• PROVIDED INFORMATION:
____

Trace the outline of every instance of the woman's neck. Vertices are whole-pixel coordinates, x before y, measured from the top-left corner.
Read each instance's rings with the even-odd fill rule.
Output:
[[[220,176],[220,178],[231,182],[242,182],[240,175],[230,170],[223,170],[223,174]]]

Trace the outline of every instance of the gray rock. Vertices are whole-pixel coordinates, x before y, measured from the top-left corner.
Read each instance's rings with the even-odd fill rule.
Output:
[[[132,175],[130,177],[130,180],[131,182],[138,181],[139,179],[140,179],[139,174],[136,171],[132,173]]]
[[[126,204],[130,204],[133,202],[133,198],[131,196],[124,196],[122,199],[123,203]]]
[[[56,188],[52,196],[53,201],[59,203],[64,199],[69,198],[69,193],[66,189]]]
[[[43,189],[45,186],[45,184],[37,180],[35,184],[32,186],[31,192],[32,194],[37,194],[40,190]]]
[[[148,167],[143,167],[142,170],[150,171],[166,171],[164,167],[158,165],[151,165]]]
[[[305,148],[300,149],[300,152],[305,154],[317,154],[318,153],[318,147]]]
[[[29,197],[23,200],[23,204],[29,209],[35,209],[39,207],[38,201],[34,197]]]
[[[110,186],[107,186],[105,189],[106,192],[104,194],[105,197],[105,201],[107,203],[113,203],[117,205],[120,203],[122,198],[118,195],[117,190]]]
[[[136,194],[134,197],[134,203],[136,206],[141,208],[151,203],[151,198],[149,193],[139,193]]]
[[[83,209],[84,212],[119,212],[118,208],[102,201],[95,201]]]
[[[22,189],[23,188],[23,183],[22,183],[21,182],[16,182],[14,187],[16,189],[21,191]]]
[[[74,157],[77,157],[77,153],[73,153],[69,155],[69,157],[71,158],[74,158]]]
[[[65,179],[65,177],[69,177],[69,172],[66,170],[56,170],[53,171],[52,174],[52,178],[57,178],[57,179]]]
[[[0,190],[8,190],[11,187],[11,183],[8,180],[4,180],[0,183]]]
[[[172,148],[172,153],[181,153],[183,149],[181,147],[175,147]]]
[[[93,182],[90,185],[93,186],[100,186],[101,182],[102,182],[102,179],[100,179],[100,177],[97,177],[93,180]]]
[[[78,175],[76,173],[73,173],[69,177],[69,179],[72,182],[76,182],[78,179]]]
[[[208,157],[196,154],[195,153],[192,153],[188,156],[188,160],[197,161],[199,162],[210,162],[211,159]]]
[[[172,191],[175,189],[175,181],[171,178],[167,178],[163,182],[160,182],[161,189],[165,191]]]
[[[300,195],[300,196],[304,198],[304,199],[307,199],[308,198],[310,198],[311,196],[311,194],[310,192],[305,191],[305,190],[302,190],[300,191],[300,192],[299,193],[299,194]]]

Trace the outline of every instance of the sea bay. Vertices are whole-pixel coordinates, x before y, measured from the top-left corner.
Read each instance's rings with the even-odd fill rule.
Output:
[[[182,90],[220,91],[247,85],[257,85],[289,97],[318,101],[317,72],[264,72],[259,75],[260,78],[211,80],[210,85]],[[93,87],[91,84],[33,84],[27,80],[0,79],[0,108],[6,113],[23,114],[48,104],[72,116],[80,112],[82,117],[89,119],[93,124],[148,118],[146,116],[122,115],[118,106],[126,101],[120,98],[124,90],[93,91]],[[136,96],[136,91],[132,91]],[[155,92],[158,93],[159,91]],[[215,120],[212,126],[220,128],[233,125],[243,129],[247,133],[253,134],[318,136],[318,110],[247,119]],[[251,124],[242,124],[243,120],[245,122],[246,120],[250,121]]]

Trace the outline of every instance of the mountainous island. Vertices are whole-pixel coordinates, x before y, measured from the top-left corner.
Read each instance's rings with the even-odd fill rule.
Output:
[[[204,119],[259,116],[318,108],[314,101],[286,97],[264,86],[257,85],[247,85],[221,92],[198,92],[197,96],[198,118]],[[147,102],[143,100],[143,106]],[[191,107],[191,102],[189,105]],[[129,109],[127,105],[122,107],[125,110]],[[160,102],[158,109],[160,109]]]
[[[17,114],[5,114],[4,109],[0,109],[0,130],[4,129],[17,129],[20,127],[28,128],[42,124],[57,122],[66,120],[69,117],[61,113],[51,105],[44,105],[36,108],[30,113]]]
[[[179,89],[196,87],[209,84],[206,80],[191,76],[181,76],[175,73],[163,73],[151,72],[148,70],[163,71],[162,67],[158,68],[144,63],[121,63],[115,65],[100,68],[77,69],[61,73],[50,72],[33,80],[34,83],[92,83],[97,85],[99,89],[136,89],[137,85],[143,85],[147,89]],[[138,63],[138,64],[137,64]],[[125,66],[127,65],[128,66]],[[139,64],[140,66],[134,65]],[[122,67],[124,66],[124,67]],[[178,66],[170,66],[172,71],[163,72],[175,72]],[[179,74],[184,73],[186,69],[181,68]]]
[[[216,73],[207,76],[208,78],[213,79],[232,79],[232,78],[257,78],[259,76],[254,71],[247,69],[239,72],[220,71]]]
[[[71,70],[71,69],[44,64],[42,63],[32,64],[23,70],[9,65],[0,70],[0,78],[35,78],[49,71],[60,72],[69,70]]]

____

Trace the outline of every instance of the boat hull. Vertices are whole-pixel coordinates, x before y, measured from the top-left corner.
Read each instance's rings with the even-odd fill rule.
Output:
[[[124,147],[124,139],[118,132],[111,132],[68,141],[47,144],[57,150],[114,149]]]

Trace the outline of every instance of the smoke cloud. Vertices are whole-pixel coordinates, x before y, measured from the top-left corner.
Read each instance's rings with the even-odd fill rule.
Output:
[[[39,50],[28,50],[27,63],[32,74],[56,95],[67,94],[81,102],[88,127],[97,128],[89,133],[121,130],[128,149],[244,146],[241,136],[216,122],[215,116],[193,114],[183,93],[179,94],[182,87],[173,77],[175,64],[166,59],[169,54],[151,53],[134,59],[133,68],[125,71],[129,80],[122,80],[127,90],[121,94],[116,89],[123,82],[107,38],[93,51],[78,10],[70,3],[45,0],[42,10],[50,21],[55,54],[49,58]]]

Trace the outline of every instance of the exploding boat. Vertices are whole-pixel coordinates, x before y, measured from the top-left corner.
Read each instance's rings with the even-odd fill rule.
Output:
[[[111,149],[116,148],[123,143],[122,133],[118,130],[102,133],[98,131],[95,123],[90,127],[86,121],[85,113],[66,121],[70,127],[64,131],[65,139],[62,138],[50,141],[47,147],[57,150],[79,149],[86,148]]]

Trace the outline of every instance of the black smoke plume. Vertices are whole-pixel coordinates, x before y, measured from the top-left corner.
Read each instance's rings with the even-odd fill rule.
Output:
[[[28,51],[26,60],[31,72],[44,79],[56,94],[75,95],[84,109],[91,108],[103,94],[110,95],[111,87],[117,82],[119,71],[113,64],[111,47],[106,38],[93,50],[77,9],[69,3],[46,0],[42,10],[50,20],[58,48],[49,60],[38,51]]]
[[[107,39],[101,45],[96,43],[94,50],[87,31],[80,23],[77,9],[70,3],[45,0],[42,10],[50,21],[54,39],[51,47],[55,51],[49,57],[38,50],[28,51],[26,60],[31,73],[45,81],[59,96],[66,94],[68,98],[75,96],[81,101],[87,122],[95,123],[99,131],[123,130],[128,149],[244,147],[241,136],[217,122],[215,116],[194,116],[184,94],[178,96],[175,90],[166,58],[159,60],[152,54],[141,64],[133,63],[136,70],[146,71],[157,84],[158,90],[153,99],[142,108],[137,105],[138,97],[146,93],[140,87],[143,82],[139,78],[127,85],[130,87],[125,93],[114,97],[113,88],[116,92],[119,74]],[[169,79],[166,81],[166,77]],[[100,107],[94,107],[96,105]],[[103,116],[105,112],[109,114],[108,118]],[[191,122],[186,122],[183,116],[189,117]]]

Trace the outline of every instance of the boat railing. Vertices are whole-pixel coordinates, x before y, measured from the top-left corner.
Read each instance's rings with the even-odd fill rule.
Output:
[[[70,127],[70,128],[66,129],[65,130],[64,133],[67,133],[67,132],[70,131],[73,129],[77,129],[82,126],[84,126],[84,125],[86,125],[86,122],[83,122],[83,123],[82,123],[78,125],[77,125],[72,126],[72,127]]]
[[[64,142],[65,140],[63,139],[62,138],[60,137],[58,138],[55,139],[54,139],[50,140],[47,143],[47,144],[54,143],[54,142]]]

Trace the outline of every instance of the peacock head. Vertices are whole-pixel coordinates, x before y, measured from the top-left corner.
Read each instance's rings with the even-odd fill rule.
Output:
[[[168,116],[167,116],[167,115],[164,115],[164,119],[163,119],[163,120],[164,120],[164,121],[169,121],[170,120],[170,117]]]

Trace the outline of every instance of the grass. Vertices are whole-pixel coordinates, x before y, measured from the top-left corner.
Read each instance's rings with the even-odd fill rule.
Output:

____

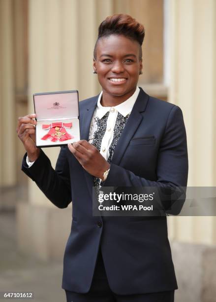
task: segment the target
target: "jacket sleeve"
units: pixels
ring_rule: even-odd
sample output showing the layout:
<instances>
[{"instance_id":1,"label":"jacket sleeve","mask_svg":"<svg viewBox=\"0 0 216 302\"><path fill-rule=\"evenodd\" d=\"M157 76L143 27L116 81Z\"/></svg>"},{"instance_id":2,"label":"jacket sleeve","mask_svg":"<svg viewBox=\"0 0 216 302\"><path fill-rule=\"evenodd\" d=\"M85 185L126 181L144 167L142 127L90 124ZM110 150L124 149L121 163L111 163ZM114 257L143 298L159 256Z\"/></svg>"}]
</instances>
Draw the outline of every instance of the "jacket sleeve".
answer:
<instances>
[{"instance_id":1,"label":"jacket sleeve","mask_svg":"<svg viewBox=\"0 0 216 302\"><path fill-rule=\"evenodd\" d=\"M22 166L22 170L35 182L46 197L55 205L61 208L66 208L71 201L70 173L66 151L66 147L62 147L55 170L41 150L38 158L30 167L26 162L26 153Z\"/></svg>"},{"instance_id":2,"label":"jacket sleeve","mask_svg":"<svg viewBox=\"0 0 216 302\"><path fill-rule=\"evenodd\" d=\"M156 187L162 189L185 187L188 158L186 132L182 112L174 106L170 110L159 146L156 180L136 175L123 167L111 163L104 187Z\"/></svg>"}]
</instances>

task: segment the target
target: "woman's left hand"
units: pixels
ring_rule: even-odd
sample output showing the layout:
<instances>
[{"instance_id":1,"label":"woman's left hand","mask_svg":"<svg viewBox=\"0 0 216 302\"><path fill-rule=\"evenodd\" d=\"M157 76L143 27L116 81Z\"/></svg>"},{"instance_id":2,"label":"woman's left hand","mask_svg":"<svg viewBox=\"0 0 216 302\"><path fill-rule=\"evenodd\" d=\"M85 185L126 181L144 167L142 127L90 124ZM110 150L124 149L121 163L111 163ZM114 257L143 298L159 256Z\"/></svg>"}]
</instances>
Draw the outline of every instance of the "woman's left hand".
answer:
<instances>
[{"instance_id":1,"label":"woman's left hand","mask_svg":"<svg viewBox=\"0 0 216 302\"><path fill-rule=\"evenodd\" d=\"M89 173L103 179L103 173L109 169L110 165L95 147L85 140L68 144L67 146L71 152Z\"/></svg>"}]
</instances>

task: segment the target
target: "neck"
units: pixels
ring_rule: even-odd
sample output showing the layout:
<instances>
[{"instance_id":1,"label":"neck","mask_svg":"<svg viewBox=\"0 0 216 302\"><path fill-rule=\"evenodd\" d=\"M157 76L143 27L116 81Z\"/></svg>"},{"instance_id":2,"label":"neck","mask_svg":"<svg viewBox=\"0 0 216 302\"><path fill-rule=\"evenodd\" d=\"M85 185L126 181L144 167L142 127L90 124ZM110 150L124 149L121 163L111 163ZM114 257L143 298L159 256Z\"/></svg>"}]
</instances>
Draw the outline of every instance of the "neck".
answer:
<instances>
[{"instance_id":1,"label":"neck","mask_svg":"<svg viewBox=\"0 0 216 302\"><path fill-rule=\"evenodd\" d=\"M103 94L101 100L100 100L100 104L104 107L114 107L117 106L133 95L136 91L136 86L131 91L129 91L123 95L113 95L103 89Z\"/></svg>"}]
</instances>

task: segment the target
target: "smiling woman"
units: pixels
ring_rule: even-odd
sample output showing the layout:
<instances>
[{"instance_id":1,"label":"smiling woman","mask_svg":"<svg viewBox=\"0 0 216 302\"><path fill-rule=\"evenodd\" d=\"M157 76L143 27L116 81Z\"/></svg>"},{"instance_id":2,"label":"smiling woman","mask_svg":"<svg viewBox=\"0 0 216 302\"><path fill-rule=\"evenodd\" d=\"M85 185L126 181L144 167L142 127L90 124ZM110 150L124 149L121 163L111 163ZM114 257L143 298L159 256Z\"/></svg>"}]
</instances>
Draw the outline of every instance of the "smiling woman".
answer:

____

• TASK REQUIREMENTS:
List every line of the listing above that contains the string "smoke".

• ANSWER:
Trace the outline of every instance of the smoke cloud. Vertices are whole-pixel coordinates, x before y, measured from the top-left corner.
Trace the outline of every instance of the black smoke plume. Vertices are whole-pixel coordinates, x before y, measured from the top-left corner.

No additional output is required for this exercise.